By Jennifer Broderick | Update Date: Jul 03, 2013 11:34 PM EDT

Scientists have put together the most comprehensive model of the Great Ape history going back 15 million years.

Published July 3 on the online edition of the journal Nature, the study - the largest of its kind - has catalogued the genetic variations in humans, chimps, gorillas and orangutans into a massive database of great ape genetic diversity.

"[The study] will help conservation efforts that seek to preserve their natural genetic diversity," said co-author Richard K. Wilson, PhD, director of The Genome Institute at Washington University School of Medicine in St. Louis, where much of the genome sequencing was performed.

A joint investigative effort that counted with the expertise of 75 scientists and wildlife conservationists from around the world, this study analyzed 79 wild and captive-born great apes, representing all six great ape species: chimpanzee, bonobo, Sumatran orangutan, Bornean orangutan, eastern gorilla and western lowland gorilla, and seven subspecies.

[Dataset entries]
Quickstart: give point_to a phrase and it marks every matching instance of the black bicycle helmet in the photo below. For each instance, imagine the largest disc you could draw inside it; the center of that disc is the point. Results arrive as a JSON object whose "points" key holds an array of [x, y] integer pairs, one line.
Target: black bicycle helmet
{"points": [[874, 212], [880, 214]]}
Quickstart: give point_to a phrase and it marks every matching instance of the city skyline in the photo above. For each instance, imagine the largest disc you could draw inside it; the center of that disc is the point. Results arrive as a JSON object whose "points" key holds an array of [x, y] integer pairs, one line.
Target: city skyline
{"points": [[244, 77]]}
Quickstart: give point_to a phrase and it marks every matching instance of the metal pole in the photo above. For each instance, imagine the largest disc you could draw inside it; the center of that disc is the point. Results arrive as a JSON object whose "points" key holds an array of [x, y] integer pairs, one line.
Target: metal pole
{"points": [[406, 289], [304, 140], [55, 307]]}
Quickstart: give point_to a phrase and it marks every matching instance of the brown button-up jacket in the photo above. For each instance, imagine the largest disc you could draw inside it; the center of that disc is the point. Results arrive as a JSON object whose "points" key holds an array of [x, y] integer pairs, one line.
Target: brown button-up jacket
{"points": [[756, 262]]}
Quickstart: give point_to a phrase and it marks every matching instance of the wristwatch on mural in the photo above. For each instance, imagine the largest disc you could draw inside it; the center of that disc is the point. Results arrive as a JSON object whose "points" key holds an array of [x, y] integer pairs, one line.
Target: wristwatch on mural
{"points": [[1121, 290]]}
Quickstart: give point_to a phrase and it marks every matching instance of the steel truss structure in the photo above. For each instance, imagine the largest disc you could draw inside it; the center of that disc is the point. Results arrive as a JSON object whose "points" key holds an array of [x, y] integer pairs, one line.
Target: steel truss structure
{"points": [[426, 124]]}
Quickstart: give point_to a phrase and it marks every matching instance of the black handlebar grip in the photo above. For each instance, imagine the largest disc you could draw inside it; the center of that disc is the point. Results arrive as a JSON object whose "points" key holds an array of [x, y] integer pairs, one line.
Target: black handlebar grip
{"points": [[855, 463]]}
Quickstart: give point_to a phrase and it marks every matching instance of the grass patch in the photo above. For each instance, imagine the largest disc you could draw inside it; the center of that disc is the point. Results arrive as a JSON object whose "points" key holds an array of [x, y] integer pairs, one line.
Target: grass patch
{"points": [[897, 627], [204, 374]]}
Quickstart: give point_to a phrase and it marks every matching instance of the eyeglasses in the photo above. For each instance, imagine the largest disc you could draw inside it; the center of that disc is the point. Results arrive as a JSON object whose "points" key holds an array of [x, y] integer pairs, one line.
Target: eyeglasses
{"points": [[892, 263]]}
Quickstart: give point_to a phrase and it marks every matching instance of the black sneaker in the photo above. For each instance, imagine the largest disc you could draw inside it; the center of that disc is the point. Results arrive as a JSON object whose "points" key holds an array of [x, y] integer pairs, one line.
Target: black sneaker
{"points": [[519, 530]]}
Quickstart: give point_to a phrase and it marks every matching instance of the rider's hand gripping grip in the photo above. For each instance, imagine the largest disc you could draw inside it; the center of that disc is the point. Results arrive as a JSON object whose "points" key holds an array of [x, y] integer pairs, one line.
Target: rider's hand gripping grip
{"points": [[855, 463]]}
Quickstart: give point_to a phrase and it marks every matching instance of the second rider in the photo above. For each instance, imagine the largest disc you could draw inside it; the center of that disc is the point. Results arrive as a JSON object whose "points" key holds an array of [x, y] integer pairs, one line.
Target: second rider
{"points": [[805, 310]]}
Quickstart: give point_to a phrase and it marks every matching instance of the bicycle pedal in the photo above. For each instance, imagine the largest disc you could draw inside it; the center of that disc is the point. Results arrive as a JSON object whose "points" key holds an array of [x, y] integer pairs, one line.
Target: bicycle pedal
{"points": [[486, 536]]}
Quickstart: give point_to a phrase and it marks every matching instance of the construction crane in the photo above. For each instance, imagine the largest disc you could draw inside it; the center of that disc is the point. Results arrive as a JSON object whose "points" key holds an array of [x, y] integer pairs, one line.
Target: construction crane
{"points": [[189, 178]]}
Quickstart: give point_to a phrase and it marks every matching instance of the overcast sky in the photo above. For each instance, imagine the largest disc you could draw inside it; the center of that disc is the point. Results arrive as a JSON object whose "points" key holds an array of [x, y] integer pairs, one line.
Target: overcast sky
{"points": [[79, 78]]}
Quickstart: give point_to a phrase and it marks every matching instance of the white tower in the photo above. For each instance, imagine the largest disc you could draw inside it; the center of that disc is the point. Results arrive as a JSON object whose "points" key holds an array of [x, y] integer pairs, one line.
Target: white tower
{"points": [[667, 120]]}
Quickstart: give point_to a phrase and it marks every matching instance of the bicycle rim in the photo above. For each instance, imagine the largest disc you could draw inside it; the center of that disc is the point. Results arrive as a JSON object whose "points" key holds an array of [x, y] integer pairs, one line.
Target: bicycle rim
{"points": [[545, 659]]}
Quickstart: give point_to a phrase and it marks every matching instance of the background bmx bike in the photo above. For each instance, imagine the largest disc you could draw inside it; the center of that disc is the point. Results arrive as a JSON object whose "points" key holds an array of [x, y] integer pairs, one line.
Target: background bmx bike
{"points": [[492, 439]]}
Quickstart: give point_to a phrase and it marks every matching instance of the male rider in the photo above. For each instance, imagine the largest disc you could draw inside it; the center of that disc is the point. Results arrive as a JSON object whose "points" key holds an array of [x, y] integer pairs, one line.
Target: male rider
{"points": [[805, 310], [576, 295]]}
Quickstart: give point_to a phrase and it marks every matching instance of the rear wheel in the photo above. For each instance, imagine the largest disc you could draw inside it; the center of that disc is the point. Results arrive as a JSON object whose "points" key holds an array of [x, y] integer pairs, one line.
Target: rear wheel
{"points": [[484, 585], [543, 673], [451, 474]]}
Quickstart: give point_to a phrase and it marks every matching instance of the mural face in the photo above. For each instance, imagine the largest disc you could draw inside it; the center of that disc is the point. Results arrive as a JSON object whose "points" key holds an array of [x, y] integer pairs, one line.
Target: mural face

*EXERCISE*
Write out the great ape genetics article above from "Scientists have put" up to and including "ape genetic diversity.", word for word.

*SOLUTION TO THE EXERCISE*
Scientists have put together the most comprehensive model of the Great Ape history going back 15 million years.

Published July 3 on the online edition of the journal Nature, the study - the largest of its kind - has catalogued the genetic variations in humans, chimps, gorillas and orangutans into a massive database of great ape genetic diversity.